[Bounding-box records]
================================

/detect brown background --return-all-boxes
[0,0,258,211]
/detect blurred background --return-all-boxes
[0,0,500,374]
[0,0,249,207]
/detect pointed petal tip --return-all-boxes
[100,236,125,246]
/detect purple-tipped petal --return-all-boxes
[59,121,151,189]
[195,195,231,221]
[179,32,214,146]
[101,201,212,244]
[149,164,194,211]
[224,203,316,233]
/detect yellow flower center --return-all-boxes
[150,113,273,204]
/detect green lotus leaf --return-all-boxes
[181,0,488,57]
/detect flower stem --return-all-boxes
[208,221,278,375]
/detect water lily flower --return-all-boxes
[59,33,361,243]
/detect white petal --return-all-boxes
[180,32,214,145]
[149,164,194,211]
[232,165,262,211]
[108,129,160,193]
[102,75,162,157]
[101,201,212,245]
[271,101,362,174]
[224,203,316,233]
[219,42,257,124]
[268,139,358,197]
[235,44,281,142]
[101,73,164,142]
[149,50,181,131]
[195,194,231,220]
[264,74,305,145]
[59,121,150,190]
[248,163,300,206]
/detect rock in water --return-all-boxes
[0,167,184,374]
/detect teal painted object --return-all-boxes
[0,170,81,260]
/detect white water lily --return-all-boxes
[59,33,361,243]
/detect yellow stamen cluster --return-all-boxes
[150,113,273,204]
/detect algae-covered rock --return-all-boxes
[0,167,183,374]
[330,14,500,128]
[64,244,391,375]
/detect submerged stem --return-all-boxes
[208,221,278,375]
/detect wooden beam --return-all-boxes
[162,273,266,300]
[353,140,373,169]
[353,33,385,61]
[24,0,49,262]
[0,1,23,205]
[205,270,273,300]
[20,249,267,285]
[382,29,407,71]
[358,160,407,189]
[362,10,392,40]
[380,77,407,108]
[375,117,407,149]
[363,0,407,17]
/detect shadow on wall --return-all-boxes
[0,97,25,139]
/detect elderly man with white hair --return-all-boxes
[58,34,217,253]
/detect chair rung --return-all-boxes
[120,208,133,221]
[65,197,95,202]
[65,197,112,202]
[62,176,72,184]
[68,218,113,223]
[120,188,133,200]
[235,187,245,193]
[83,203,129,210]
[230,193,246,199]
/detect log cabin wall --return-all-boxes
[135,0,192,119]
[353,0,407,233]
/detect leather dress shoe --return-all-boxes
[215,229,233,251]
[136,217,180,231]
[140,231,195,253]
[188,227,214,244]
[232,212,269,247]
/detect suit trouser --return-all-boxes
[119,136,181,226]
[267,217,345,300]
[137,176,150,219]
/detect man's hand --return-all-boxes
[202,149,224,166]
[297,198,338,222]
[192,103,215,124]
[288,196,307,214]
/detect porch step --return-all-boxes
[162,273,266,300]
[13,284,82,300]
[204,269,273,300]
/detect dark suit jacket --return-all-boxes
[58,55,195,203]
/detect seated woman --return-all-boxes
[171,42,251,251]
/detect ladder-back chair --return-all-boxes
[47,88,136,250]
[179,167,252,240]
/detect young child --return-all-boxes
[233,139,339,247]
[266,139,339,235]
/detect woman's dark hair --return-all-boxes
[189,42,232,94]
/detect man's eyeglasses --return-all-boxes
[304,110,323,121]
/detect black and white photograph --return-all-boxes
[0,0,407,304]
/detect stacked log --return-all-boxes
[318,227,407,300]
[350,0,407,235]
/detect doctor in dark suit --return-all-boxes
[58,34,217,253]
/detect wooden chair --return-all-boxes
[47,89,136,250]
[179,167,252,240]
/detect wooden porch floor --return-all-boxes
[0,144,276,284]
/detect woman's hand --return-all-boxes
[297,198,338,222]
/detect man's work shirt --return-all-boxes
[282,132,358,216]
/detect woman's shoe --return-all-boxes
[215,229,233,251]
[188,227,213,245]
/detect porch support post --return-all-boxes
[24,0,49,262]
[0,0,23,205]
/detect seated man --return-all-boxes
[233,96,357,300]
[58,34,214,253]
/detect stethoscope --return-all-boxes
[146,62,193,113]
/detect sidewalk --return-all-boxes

================================

**THE EXERCISE:** Rewrite the entire listing above as a numbered list, omitting any blank lines.

**RESPONSE:**
1. /detect brown background --return-all-boxes
2. [0,0,258,211]
3. /detect blurred background --return-all-boxes
4. [0,0,500,374]
5. [0,0,249,207]
6. /detect pointed petal tip --return-all-boxes
7. [100,236,125,246]
8. /detect purple-tipped petal --return-all-boxes
9. [59,121,151,189]
10. [195,195,231,221]
11. [179,32,214,146]
12. [101,201,212,244]
13. [149,164,194,211]
14. [224,203,316,233]
15. /detect yellow flower center --return-all-boxes
16. [150,113,273,204]
17. /detect green lotus leaf --return-all-boxes
18. [181,0,488,57]
19. /detect flower stem --return-all-boxes
20. [208,221,278,375]
21. /detect water lily flower --return-all-boxes
22. [59,33,361,243]
23. /detect white petal --return-all-boxes
24. [180,32,214,145]
25. [149,164,194,211]
26. [232,165,262,211]
27. [108,129,160,193]
28. [102,75,162,157]
29. [101,201,212,245]
30. [271,101,362,174]
31. [224,203,316,233]
32. [219,42,257,124]
33. [268,139,358,197]
34. [235,44,281,142]
35. [101,73,164,142]
36. [149,50,181,131]
37. [195,194,231,220]
38. [264,74,305,145]
39. [59,121,150,190]
40. [248,163,300,206]
41. /detect rock in water --return-all-boxes
42. [0,167,184,374]
43. /detect teal painted object --return-all-boxes
44. [0,170,81,260]
45. /detect white water lily --return-all-boxes
46. [59,33,361,243]
47. /detect yellow stamen cluster --return-all-boxes
48. [150,113,273,204]
49. /detect algae-covered rock --return-all-boxes
50. [0,167,183,374]
51. [330,14,500,128]
52. [64,244,391,375]
53. /detect submerged stem --return-all-boxes
54. [208,221,278,375]
55. /detect wooden beam --return-all-boxes
56. [162,273,266,300]
57. [353,140,373,169]
58. [353,33,385,61]
59. [24,0,49,262]
60. [0,1,23,205]
61. [205,270,273,300]
62. [20,249,267,285]
63. [382,29,407,71]
64. [358,160,407,189]
65. [362,10,392,40]
66. [380,77,407,108]
67. [375,117,407,149]
68. [363,0,407,17]
69. /detect shadow on wall --return-all-boxes
70. [0,97,25,139]
71. /detect elderly man with white hair --return-all-boxes
72. [58,34,217,253]
73. /detect chair rung --return-all-boxes
74. [120,208,133,221]
75. [65,197,95,202]
76. [65,197,112,202]
77. [62,176,72,184]
78. [68,218,113,223]
79. [120,188,133,200]
80. [235,187,245,193]
81. [83,203,129,210]
82. [230,193,246,199]
83. /detect log cabin wall --return-all-boxes
84. [135,0,192,119]
85. [353,0,407,233]
86. /detect leather dress shoe --return-all-boxes
87. [215,229,233,251]
88. [136,217,180,231]
89. [140,231,195,253]
90. [188,227,214,244]
91. [232,212,269,247]
92. /detect suit trouser --return-all-boxes
93. [119,136,181,226]
94. [267,217,345,300]
95. [137,176,150,219]
96. /detect man's hand --return-all-boxes
97. [202,149,224,166]
98. [297,198,338,222]
99. [192,103,215,124]
100. [288,196,307,214]
101. /detect porch step --return-all-boxes
102. [162,273,266,300]
103. [13,284,82,300]
104. [204,269,273,300]
105. /detect dark suit jacket --return-all-boxes
106. [58,55,195,203]
107. /detect seated woman --return-all-boxes
108. [171,42,251,251]
109. /detect ladder-back chair --return-all-boxes
110. [47,88,136,250]
111. [179,167,252,240]
112. /detect young child --return-all-boxes
113. [233,139,339,247]
114. [266,139,339,235]
115. /detect woman's dark hair --return-all-boxes
116. [189,42,232,94]
117. /detect man's eyeglasses --return-all-boxes
118. [304,110,323,121]
119. /detect black and white photograph --return-all-boxes
120. [0,0,407,304]
121. /detect stacked log --return-all-boxes
122. [318,227,407,300]
123. [350,0,407,235]
124. /detect doctor in dark suit --return-all-boxes
125. [58,34,217,253]
126. /detect wooden chair --return-all-boxes
127. [47,89,136,250]
128. [179,167,252,240]
129. /detect wooden porch floor --return-all-boxes
130. [0,144,276,284]
131. /detect woman's hand --return-all-boxes
132. [297,198,338,222]
133. /detect man's work shirt --return-all-boxes
134. [282,132,358,216]
135. /detect woman's shoe --return-all-boxes
136. [215,229,233,251]
137. [188,227,213,245]
138. /detect porch support post --return-all-boxes
139. [24,0,49,262]
140. [0,0,23,205]
141. /detect seated man --return-all-boxes
142. [233,96,357,300]
143. [58,34,214,253]
144. /detect stethoscope --return-all-boxes
145. [146,62,193,113]
146. /detect sidewalk --return-all-boxes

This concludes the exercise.